»»

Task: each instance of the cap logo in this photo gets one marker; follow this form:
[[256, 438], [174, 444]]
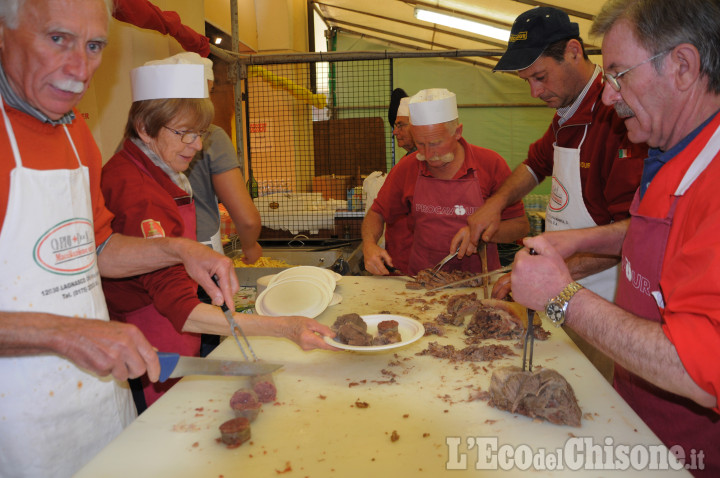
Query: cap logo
[[518, 36]]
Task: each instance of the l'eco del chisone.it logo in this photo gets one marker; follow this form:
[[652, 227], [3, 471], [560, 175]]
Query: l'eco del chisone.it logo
[[68, 248]]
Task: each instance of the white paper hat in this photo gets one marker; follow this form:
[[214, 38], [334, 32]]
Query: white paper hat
[[187, 58], [433, 106], [168, 81], [403, 109]]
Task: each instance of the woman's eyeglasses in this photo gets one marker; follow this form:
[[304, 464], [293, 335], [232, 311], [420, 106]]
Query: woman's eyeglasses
[[188, 137]]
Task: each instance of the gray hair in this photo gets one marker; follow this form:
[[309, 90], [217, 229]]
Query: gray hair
[[10, 11], [661, 25]]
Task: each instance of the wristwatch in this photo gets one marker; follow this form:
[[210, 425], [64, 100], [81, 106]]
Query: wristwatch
[[557, 307]]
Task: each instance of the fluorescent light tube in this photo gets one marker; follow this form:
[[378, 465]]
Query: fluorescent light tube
[[462, 24]]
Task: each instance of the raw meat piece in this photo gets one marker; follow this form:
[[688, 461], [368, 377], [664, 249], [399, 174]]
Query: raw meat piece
[[264, 387], [473, 353], [426, 279], [349, 319], [235, 432], [352, 334], [244, 403], [541, 394]]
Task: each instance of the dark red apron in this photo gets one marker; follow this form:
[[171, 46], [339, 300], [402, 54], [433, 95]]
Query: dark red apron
[[675, 420], [440, 209], [156, 327]]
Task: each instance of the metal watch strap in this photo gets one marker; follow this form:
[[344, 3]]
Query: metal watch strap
[[559, 304]]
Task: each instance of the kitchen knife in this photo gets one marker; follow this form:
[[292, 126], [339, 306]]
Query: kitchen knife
[[175, 365], [468, 279], [234, 326]]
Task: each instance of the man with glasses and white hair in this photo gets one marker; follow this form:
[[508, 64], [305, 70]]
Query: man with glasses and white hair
[[58, 403], [438, 186], [662, 65], [595, 169]]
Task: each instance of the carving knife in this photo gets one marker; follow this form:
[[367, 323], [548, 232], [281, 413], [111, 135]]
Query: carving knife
[[468, 279], [174, 365], [234, 326]]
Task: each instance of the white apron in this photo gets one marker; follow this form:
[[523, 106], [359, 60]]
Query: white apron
[[215, 242], [54, 417], [566, 210]]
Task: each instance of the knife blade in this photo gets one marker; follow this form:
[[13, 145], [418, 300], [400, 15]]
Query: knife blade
[[234, 326], [468, 279], [175, 365]]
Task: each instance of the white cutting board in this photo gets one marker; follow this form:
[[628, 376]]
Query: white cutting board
[[316, 430]]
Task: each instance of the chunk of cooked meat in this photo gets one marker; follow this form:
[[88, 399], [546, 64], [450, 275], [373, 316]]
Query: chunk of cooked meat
[[351, 333], [349, 319], [541, 394]]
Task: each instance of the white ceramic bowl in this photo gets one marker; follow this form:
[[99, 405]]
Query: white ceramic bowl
[[304, 296]]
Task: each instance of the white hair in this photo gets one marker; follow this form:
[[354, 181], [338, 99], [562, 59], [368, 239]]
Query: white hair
[[10, 11]]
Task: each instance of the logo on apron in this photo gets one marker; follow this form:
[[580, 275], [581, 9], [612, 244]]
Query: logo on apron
[[559, 198], [152, 229], [67, 248]]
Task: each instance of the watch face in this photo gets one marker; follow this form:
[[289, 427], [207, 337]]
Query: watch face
[[555, 312]]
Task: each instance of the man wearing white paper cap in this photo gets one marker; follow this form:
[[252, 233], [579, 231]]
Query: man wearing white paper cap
[[398, 234], [59, 404], [144, 186], [439, 185]]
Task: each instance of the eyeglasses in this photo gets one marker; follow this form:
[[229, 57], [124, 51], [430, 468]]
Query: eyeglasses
[[188, 137], [613, 79]]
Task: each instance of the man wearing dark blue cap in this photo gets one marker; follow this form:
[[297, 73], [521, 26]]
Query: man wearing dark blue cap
[[595, 169]]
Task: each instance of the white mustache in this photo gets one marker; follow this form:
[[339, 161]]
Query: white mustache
[[73, 86], [445, 158], [623, 110]]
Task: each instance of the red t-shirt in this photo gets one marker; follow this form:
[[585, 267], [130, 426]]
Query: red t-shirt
[[395, 197], [137, 198], [44, 147], [610, 165], [690, 276]]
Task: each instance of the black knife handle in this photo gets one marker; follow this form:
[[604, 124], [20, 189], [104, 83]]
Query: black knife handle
[[216, 280]]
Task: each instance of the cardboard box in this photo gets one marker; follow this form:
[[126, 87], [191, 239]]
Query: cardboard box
[[332, 186]]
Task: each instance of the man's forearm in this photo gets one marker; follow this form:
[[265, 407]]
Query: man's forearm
[[583, 265], [511, 230]]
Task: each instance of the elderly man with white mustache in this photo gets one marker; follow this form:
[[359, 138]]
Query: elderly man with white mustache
[[662, 66], [439, 186], [63, 364]]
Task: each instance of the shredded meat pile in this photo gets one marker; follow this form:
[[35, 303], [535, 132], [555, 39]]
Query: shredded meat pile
[[426, 280], [472, 353], [491, 319], [541, 394]]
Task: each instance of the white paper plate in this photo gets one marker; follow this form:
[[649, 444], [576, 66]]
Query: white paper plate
[[294, 297], [325, 275], [410, 331], [337, 298]]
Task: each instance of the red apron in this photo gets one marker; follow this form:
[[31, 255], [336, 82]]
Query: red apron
[[675, 420], [440, 208], [156, 327]]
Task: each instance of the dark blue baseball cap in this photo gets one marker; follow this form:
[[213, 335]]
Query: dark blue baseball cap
[[531, 33]]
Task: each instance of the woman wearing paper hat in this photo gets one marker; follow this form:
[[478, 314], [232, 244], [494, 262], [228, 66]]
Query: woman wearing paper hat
[[144, 187], [439, 186]]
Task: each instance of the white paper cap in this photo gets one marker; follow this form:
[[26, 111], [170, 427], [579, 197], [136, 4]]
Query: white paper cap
[[433, 106], [403, 109], [187, 58], [168, 81]]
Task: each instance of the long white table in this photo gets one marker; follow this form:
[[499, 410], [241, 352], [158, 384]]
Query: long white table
[[316, 430]]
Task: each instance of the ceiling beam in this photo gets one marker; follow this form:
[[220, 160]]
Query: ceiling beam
[[476, 38], [428, 54]]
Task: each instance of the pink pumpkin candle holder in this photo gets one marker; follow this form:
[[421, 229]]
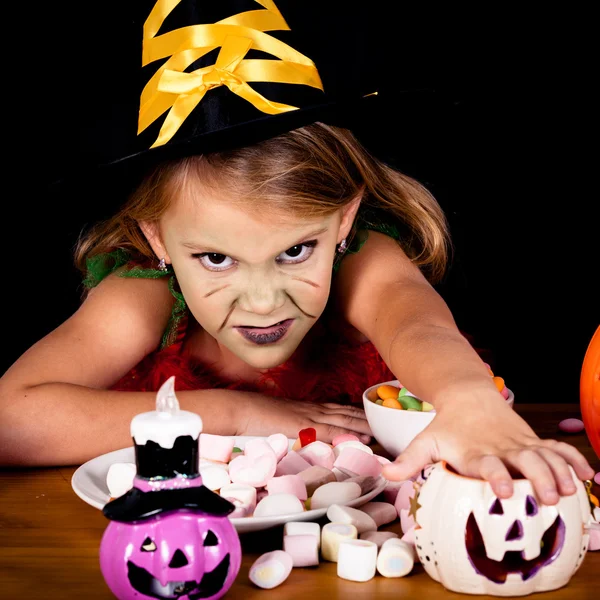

««

PROBLEM DESCRIPTION = Every line above must be printed again exactly, pictures excluded.

EXERCISE RESPONSE =
Task: each instance of the cap logo in this photo gets one marker; follow this form:
[[256, 438], [174, 444]]
Query: cap logo
[[518, 36]]
Task: each instance of the l'eco del chisone.it logo in this photo gets one marker; follow this form:
[[652, 227], [3, 471], [560, 175]]
Query: l'eco del chisone.it logo
[[68, 248]]
Task: each instance of the white paper hat in this photo gets one marker; follow this form:
[[214, 38], [334, 32]]
Query: white paper hat
[[187, 58], [433, 106], [168, 81], [403, 109]]
Task: each instance of the woman's eyeglasses in this photo gets one marker; follow this form:
[[304, 464], [293, 335], [232, 311], [420, 106]]
Query: woman's eyeglasses
[[188, 137]]
Task: each instance of the gray hair in this photo gets one marker; follow this form:
[[309, 90], [217, 229]]
Query: gray hair
[[10, 11], [661, 25]]
Task: each instance of the wristwatch in this photo gets one marker; follow this form:
[[210, 425], [64, 100], [81, 106]]
Query: wristwatch
[[557, 307]]
Task: each instance of the fluorescent light tube in this photo gets one marker; follow this form:
[[378, 465]]
Query: fluorescent light tube
[[462, 24]]
Task: each instance of the raw meat piece in this photo gets one marker; follow this form:
[[688, 461], [368, 377], [664, 249], [399, 174]]
Query: raw meat piece
[[264, 387], [473, 353], [426, 279], [349, 319], [235, 432], [352, 334], [244, 403], [541, 394]]
Task: each instance of the dark red apron in this photo gets one marker; follow this form:
[[171, 46], [339, 300], [402, 54], [433, 95]]
Query: dark red apron
[[675, 420], [440, 209], [156, 327]]
Task: each instance of the metal watch strap in this photo gets one marker; follow this form:
[[344, 3]]
Query: metal watch strap
[[559, 304]]
Task: each instance of the kitchen knife in this photo gets one marker; follow this form:
[[292, 126], [339, 306]]
Query: kitchen knife
[[175, 365], [468, 279], [234, 326]]
Task: each instance of the man with glasses and white hair in this photo gets one marker; follow this form:
[[508, 64], [305, 70]]
Query: man with glasses and white hair
[[58, 403], [438, 186], [662, 65], [595, 169]]
Task: each instance of the carving knife in this photo gets one marker; follow this form:
[[367, 323], [548, 232], [281, 413], [111, 135]]
Query: carving knife
[[468, 279], [174, 365], [234, 326]]
Task: each instance of the white apron in this photo gets one marker; follow this form:
[[523, 106], [359, 60]]
Query: white apron
[[215, 242], [54, 417], [566, 210]]
Task: each instance of the knife blade in this photo gets one marker; follow this form:
[[13, 145], [418, 300], [400, 15]]
Query: knife blade
[[234, 326], [468, 279], [175, 365]]
Task: each instance of the white cutting board in this photo gets one marker; follow this form:
[[628, 376]]
Query: white cutting board
[[316, 430]]
Task: each instance of the chunk of cooked meat in this photo gets one marker; follow this form:
[[88, 399], [546, 64], [450, 275], [373, 316]]
Query: chunk of cooked meat
[[351, 333], [349, 319], [541, 394]]
Task: each instance of the white ceramic bowl in this photo gets one marker; follow this form:
[[99, 405]]
Query: white ceramic bowl
[[304, 296]]
Task: each instance of the white hair in this photo gets one marker; follow this form:
[[354, 181], [338, 99], [562, 59], [368, 239]]
Query: white hair
[[10, 11]]
Task: each instance of the logo on apron in this photo gets one marker; follow this form:
[[580, 275], [581, 9], [612, 244]]
Query: logo on apron
[[559, 198], [152, 229], [67, 248]]
Task: each instance of the watch face in this photo gets one marker; follow this form:
[[289, 427], [207, 337]]
Query: watch face
[[555, 312]]
Task: each instance of the man wearing white paper cap in this photo gets one marker; follow this form:
[[252, 233], [579, 231]]
Query: man wearing white paper cap
[[398, 234], [59, 404], [144, 186], [439, 185]]
Task: each instance of the eyeglasses in this photo gets one marker; follow this form:
[[229, 57], [124, 51], [430, 468]]
Query: eyeglasses
[[188, 137], [613, 79]]
Task: each instance of the man wearing dark blue cap in this photo gets one marker; follow this form:
[[297, 73], [521, 26]]
Query: man wearing dark blue cap
[[595, 169]]
Task: each instance of the white mustache in this photo gets one marker; follow this form:
[[339, 161]]
Query: white mustache
[[73, 86], [445, 158], [623, 110]]
Task: each instance of the red t-shirt in this photo gets one marker; follow this form:
[[585, 267], [130, 426]]
Query: red t-shirt
[[395, 197], [137, 198], [44, 147], [610, 165], [690, 276]]
Task: each instance of the black knife handle in this photo gets one marker; follow this form:
[[604, 124], [20, 189], [104, 83]]
Query: black knife handle
[[216, 280]]
Task: each instance of the cardboard box in this photo gets one marker; follow this form:
[[126, 87], [191, 239]]
Query: cardboard box
[[332, 186]]
Task: each instance of the man's forearm in this photo gets one marker; follow this form:
[[265, 407]]
Query: man's forearm
[[583, 265], [511, 230]]
Task: each instance of the elderly man with white mustache in this photo gets one marker; follow this form:
[[359, 138]]
Query: elderly man with white mustache
[[662, 66], [439, 186], [63, 364]]
Task: each instance of the shredded meat pile in this photo gets one marker; follow this form:
[[35, 303], [535, 132], [555, 39]]
Query: shredded meat pile
[[426, 280], [472, 353], [491, 319], [541, 394]]
Task: each instance of the white paper plate in this photo gets one marker; follow this form:
[[649, 444], [576, 66]]
Query: white paper plate
[[294, 297], [325, 275], [410, 331], [337, 298]]
Task: each instance of the red apron in this photo gets one marker; follow this form:
[[31, 255], [336, 82]]
Query: red apron
[[675, 420], [440, 208], [156, 327]]
Task: each instance of the dark blue baseball cap in this photo gets one marker; follow this form:
[[213, 335]]
Query: dark blue baseball cap
[[531, 33]]
Task: each instance of the woman wearing paper hat in this photo gets one marker; follow this form:
[[478, 314], [232, 244], [494, 262], [228, 66]]
Query: woman wearing paper hat
[[144, 187], [439, 186]]
Task: each instance of the white paper cap in this photo gets one marker; follow this form:
[[26, 111], [170, 427], [579, 197], [136, 4]]
Query: white paper cap
[[433, 106], [403, 109], [187, 58], [168, 81]]
Task: each instance of the long white table in this photo gets one marker; follow this form:
[[499, 410], [241, 352], [158, 384]]
Query: long white table
[[316, 430]]
Task: each instance of the ceiling beam in this photo gets one marker; follow this form:
[[220, 160]]
Query: ceiling beam
[[476, 38], [428, 54]]
Task: each instance of the pink pumpkin candle holder in this photo gets one marker; follow this form:
[[421, 229]]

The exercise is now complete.